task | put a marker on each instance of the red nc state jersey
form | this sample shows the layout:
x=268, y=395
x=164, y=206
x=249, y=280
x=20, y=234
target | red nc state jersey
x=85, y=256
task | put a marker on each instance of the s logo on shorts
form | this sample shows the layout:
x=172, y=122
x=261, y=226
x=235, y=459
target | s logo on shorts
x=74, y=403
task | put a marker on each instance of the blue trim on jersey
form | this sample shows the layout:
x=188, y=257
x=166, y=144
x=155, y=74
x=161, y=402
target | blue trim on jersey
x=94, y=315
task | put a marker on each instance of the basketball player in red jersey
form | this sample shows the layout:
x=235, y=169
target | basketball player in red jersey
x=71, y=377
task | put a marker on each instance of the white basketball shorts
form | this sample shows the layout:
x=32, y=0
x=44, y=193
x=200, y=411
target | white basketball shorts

→ **Goal**
Revise the stretch of records from the line containing "task | put a marker on each instance of the white" through the end of the records, replacing "basketball shorts" with "athletic shorts" and leaving everything else unchanged. Return only those lines.

→ **Full output**
task | put a marker on each instance of the white athletic shorts
form | this sample shows the layout:
x=32, y=0
x=44, y=193
x=200, y=411
target | white athletic shorts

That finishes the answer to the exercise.